_Task objective_
Could you rewrite the records below as a two-column CSV with the columns "input" and "output", one row per record, starting at the one containing "crouching in this photo, one per instance." and ending at the last record? Put each record's text and its answer in a single quoted field, turn line breaks into spaces, and leave the pictures out.

_Input rows_
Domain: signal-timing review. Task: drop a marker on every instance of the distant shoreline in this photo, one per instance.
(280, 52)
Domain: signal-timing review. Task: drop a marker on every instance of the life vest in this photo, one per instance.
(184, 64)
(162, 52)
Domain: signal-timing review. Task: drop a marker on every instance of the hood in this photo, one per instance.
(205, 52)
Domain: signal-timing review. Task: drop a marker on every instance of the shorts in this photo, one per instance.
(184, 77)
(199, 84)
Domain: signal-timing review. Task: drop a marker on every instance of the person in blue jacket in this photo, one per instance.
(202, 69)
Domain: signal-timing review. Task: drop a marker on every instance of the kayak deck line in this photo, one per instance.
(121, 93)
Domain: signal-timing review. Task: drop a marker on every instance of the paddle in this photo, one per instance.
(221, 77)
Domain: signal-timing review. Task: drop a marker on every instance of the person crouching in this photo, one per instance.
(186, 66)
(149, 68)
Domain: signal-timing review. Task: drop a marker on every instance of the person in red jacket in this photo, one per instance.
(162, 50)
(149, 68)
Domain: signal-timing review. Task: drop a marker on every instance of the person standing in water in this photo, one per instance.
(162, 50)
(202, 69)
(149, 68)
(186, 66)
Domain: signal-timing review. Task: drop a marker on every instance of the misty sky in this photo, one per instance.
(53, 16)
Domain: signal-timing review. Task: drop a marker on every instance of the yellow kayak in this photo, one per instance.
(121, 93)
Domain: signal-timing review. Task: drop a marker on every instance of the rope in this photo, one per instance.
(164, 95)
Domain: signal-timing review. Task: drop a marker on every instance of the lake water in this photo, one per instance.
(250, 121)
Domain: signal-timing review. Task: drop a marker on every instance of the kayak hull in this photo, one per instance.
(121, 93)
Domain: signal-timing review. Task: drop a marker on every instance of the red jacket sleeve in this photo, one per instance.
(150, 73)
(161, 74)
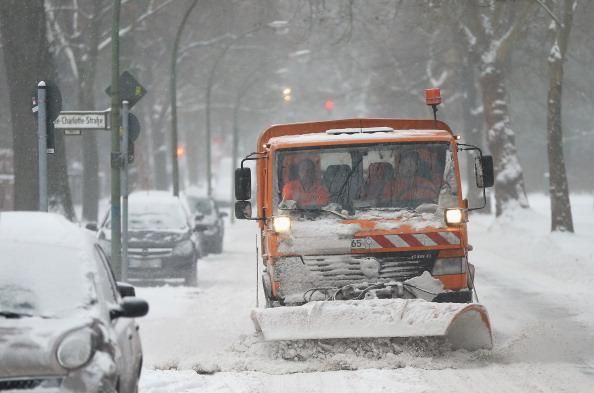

_Solution_
input,output
"Domain: signal-timing review. Task: drop a marker on every instance of the person crouching in this photo, one per instance.","(186, 66) (149, 68)"
"Domain: signal-timing review. Task: drop a marker on every instance of the person in red jacket in this photo, one per instance.","(162, 50) (149, 68)"
"Domain: signal-timing review. Task: drop a marker on every instance of the person standing in water in this photo, one per instance.","(162, 50) (202, 69) (149, 68) (186, 66)"
"Domain: signal-timing review. Task: drop a marker on every instance of the misty sky in this photo, one per instance.","(53, 16)"
"Domain: signal-timing review. Task: drop a marker on every instance of the yellow kayak in this photo, one per instance.","(121, 93)"
"Domain: signal-timing review. Task: drop a marker on every instance of the rope in this photo, one per instance.","(164, 95)"
"Domain: signal-timing review. Task: drop a marker on every instance of the lake water in this photo, one per instance.","(250, 121)"
"Domain: signal-timing review. Task: drop a marker on every instance of the kayak hull in this photo, one per instance.","(121, 93)"
"Domain: signal-timing review. Task: drop a marker on every instance of the red jacket sleeve in this photo, one per instance.","(150, 73) (161, 74)"